→ 課題
次の1.〜3.がそれぞれ動画配信サービスについての読解文と合っているか、はい・いいえで答え、決め手となる読解文の語句をそのまま引用してください。
1. Apple TV+の月額料金は4ドル99セントである。
2. Disney+は米国、カナダ、イギリスで提供されている。
3. Disney+の加入者数は、サービス開始から24時間で1,000万人を超えた。

→ 読解文
┌──
最近では、アップルが11月1日に100か国以上で「Apple TV+」の提供を開始した。同サービスはオリジナル作品のみを配信するため全体の作品数は少なめだが、その分月額料金は4ドル99セントと安い。さらに、9月10日以降にiPhone、iPad、Apple TVデバイス、iPod touch、Macを購入したユーザは、1年間の無料視聴特典を受けることができる。

また、ウォルト・ディズニーは同月12日に「Disney+」の正式提供を開始した。同サービスは米国、カナダ、オランダで提供されており、月額6ドル99セントで500本の映画と7,500本のTVエピソードを視聴できる。加入者数はサービス開始から24時間で1,000万人を突破し、好調なスタートを切った。ただし、様々な割引や無料視聴プランが提供されているため、ディズニーに実際にどれほどの収益がもたらされるかは現時点では不明である。同社は2024会計年度末までに同サービスの加入者数が6,000万~9,000万人に成長し、この時点で同サービスが黒字に転換すると見込んでいる。
└──
→ 提供項目
┌──
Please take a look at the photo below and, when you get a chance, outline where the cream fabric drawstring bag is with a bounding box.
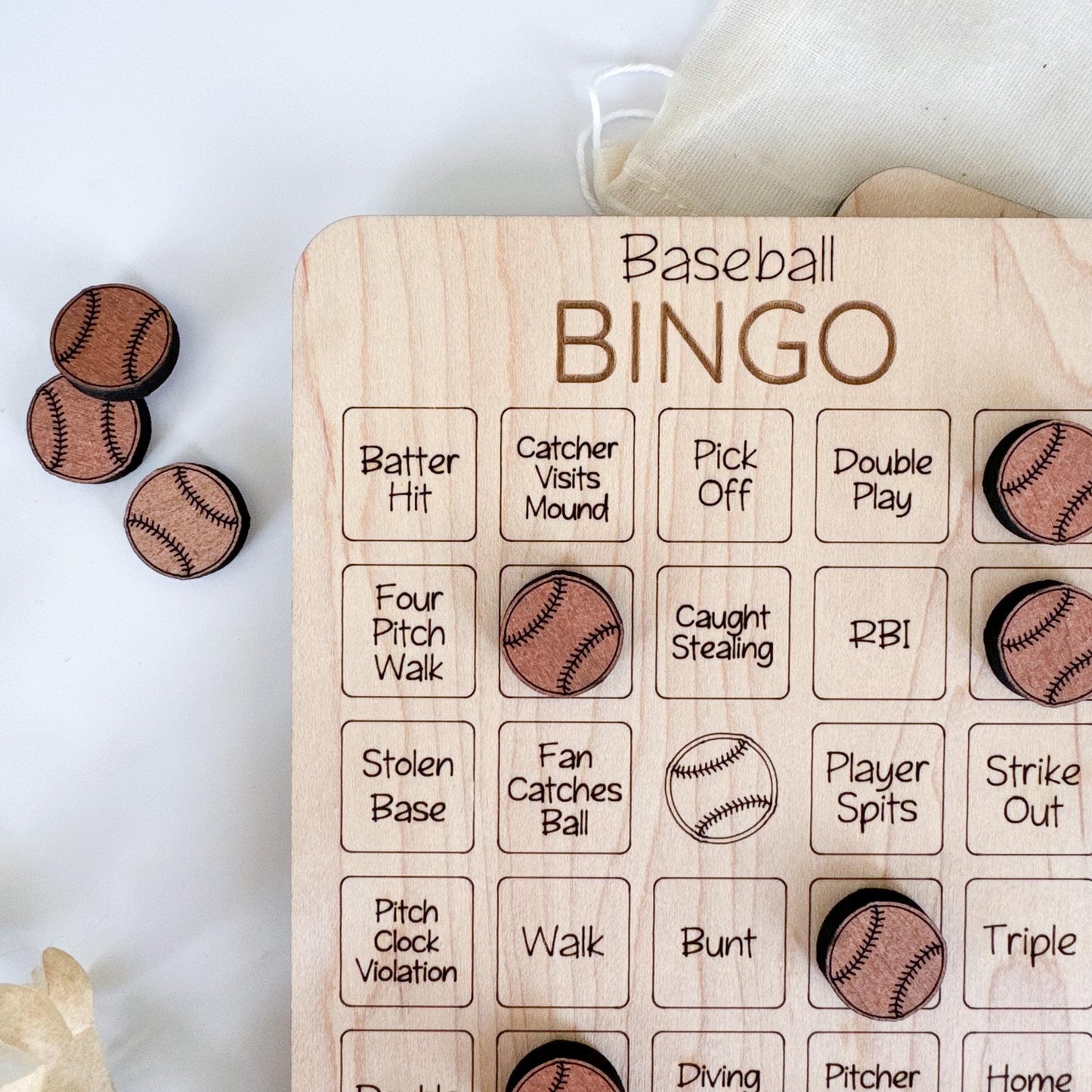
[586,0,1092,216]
└──
┌──
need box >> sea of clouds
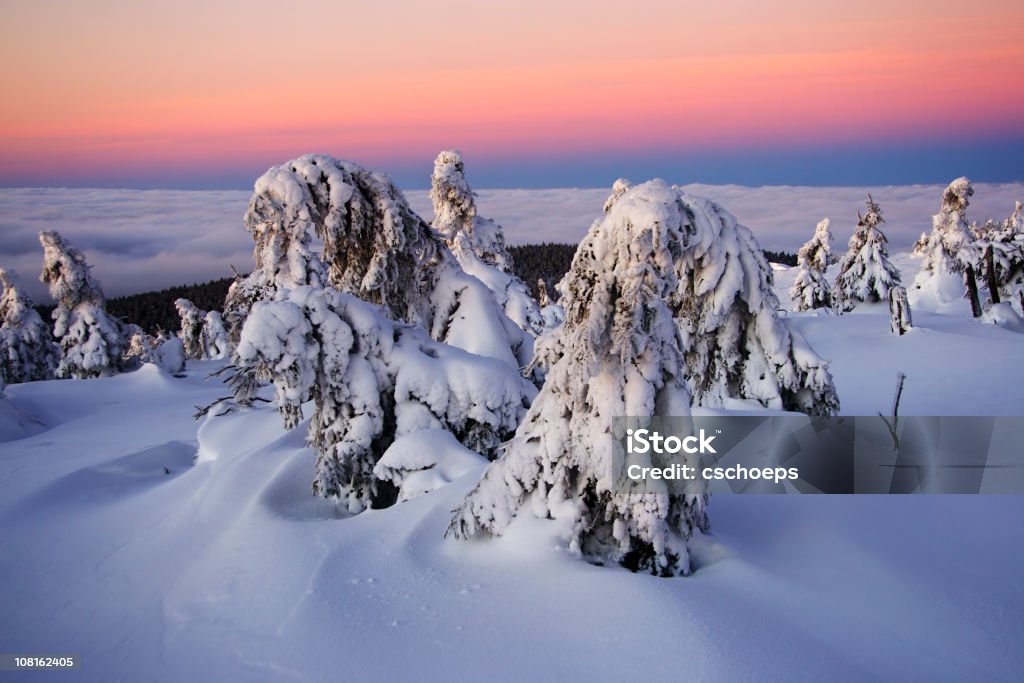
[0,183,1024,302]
└──
→ 回答
1. はい 「その分月額料金は4ドル99セントと安い」
2. いいえ 「同サービスは米国、カナダ、オランダで提供されており」
3. はい 「加入者数はサービス開始から24時間で1,000万人を突破し」